## Exercise description
Exclude images and print all the records verbatim.

## Records for the task
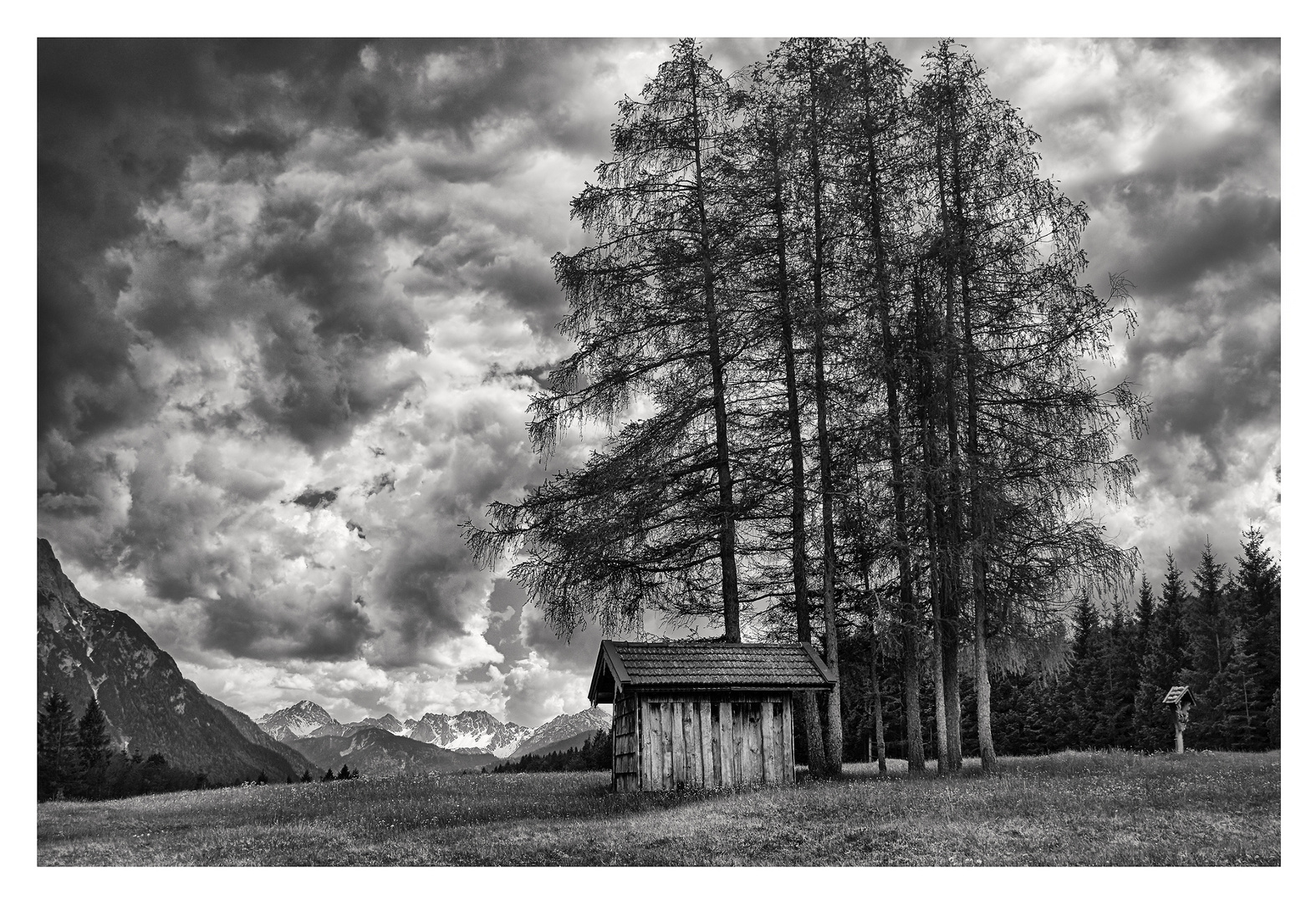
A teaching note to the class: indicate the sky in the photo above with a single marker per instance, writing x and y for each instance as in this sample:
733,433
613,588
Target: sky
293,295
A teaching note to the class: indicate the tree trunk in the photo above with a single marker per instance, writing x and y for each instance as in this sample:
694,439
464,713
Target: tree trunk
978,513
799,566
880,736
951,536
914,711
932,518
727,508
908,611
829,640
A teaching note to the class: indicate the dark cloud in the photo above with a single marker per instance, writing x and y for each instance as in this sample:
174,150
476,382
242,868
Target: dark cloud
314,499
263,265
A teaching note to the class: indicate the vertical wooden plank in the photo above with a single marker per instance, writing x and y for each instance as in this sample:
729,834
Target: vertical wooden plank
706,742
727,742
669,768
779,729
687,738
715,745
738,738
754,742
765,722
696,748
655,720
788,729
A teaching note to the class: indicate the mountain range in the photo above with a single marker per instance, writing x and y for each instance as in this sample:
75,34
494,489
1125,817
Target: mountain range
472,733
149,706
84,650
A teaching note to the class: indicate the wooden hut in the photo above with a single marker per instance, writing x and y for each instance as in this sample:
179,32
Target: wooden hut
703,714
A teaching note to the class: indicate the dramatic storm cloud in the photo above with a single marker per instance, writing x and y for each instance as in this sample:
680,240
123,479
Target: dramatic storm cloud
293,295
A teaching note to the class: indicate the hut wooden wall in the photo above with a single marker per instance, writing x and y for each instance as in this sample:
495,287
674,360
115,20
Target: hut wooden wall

## Solution to the exercise
A teaching note to the class: indicate the sky in the photo above with a single marker per instance, writing x and y for each instance as in this sample:
733,433
613,588
Target: sky
293,295
A teaching note to the class: indicate the tree trunk in the photo above with a single marker per instance, writing x and y for each instance as in this sample:
694,439
464,713
Target: tree trunk
978,513
799,566
880,736
951,536
914,711
932,518
727,508
908,611
829,640
A teaching note to the class: indicate the dark cloud in the photo above with a single marker per instance, writing x and y for each instance as in this sample:
174,150
476,382
242,868
Target: dark cloud
314,499
263,265
A teaching note to the class: indicate the vertical wooden plank in the photo above with a single marker per instance, writing x and y for each instance as in this sample:
729,834
Target: vertical wooden plank
706,742
727,742
669,768
779,729
687,738
715,745
738,738
754,742
765,722
696,748
655,720
788,729
A teaching note to the class: indicate the mountain range in the photo above with a single marker per instance, writing x and y for each instance as in this sample:
75,34
494,489
1125,817
Target: mountain range
472,733
149,706
84,650
A teaching note to the class: indicate the wooden hut in the photo above with a single marker per instance, writing x and y for each instance as in this sample:
179,32
Target: wooden hut
703,714
A teaching note to the class: indicate the dramatic storm cloud in the photo above with a single marker per instance, writing x and y for each instance as in this sample:
680,240
123,479
Target: dramatic storm cloud
293,295
A teaching note to the class: indicate the hut wooden wall in the photo above with a single marker per instance, writing x and y for each instance as in this sample:
495,287
674,360
115,20
Target: hut wooden wall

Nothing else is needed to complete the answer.